Output, word for word, the span of lines that starts at the one containing "Point out the flag pole" and ends at the last line of the records.

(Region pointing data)
----------
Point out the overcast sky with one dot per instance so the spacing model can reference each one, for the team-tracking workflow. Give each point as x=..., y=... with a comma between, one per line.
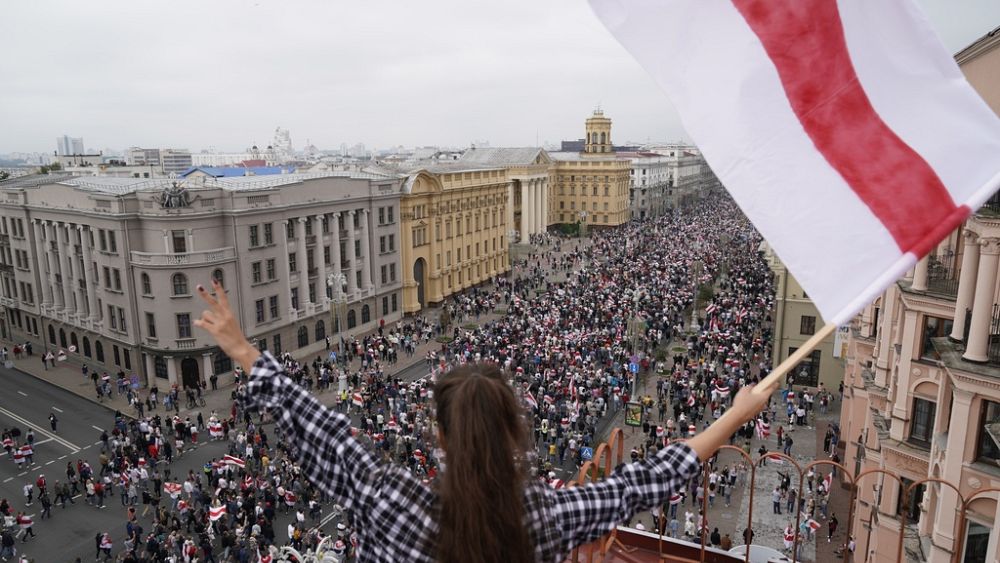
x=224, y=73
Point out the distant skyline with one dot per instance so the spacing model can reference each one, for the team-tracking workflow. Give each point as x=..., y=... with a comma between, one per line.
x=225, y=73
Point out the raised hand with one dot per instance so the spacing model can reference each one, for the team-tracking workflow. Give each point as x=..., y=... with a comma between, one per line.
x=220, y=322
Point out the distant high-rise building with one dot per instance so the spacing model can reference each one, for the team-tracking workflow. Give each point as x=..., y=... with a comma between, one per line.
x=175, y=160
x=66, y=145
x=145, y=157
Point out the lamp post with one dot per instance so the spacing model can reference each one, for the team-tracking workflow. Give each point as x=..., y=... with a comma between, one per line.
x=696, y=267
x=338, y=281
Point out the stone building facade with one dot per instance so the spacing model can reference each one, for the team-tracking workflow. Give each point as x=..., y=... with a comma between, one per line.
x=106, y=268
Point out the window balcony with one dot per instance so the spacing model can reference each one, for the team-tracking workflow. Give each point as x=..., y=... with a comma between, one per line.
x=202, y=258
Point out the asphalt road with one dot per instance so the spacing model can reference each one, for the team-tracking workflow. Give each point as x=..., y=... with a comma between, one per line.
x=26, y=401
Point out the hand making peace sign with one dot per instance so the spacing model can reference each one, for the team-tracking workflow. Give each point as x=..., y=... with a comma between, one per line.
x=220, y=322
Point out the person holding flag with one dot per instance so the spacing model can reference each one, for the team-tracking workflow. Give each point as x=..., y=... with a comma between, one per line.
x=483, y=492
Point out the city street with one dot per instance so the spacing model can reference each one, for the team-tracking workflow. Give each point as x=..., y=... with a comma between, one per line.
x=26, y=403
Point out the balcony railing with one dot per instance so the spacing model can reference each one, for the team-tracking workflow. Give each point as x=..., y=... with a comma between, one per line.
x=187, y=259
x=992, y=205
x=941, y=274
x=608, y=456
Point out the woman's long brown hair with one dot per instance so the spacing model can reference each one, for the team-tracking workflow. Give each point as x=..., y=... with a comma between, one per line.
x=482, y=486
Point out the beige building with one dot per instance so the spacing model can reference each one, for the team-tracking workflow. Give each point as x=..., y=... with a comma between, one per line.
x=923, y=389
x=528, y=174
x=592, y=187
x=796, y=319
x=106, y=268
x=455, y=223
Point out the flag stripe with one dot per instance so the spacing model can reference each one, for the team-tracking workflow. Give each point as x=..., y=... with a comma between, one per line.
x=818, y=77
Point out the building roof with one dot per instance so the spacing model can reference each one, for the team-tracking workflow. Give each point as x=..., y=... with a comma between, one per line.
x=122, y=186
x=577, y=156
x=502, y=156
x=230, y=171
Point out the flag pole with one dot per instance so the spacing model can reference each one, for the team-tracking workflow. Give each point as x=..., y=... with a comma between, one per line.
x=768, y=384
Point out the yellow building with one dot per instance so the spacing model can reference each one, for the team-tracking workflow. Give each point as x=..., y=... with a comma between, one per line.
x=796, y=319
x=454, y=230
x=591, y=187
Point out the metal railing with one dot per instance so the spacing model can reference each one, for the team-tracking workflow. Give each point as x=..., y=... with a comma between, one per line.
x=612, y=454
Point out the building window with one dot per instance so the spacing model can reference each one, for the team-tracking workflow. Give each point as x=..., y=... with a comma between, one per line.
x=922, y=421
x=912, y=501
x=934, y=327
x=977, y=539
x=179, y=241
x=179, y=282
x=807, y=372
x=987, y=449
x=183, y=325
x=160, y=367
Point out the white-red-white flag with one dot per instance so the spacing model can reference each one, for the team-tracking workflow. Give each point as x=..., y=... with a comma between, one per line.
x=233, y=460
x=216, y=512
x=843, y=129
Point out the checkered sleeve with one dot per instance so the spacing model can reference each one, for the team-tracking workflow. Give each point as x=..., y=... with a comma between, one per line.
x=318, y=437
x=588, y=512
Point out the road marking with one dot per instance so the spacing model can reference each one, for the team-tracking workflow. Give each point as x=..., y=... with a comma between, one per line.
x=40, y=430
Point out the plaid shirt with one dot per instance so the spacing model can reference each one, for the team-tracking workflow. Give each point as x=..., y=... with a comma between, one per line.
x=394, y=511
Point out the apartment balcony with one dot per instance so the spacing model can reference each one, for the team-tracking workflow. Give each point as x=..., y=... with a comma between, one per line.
----------
## Solution to this exercise
Point out the flag pole with one dot per instance so the spacing model can reference each one, for the team-tracking workflow. Give each point as x=..., y=... with a comma between, one per line.
x=768, y=384
Point out the yellow building with one dot per instance so the spacing model can reference each one, for the team-tracking workflow. Give each point as x=..., y=... with a comma between, one per line.
x=796, y=319
x=454, y=230
x=591, y=187
Point out the metal railing with one dot per instance so the spacing model can reference each one, for the team-tracking workflow. Give each point as x=..., y=... with a comma between, one per line.
x=612, y=454
Point out the building window with one dot per instance so the spacing model can reference each one, for the team-tracking workflow. Give each point as x=..., y=... with a comma between, one per line.
x=922, y=421
x=912, y=501
x=934, y=327
x=977, y=539
x=179, y=241
x=179, y=282
x=807, y=372
x=987, y=449
x=183, y=325
x=160, y=367
Point out the white-red-white flag with one dot per instance so the spacing model can reference each one, for the team-tracking workflow. Give each point as x=..., y=... with a comma between, one per line.
x=233, y=460
x=216, y=512
x=843, y=129
Point out the checkered sleeve with one dot per instance so the spacing model can reference each one, for the team-tracking workflow. Give each point as x=..., y=... with a comma between, one per line.
x=318, y=437
x=588, y=512
Point out the road marking with one dot per instance so the spacing model can reference each one, for the team-tracking workflow. Give each point as x=..., y=... with a comma between, one per line.
x=40, y=430
Point out the plaid shirt with one dot per instance so the spacing model can reference each one, for the team-tracking workflow. Give each point as x=..., y=... with a comma between, one per line.
x=394, y=511
Point out the apartment balcony with one dot per instance so the spacing model can reference each one, for the team-tracking workflow. Give each point as x=..., y=... with a comma between, one per line.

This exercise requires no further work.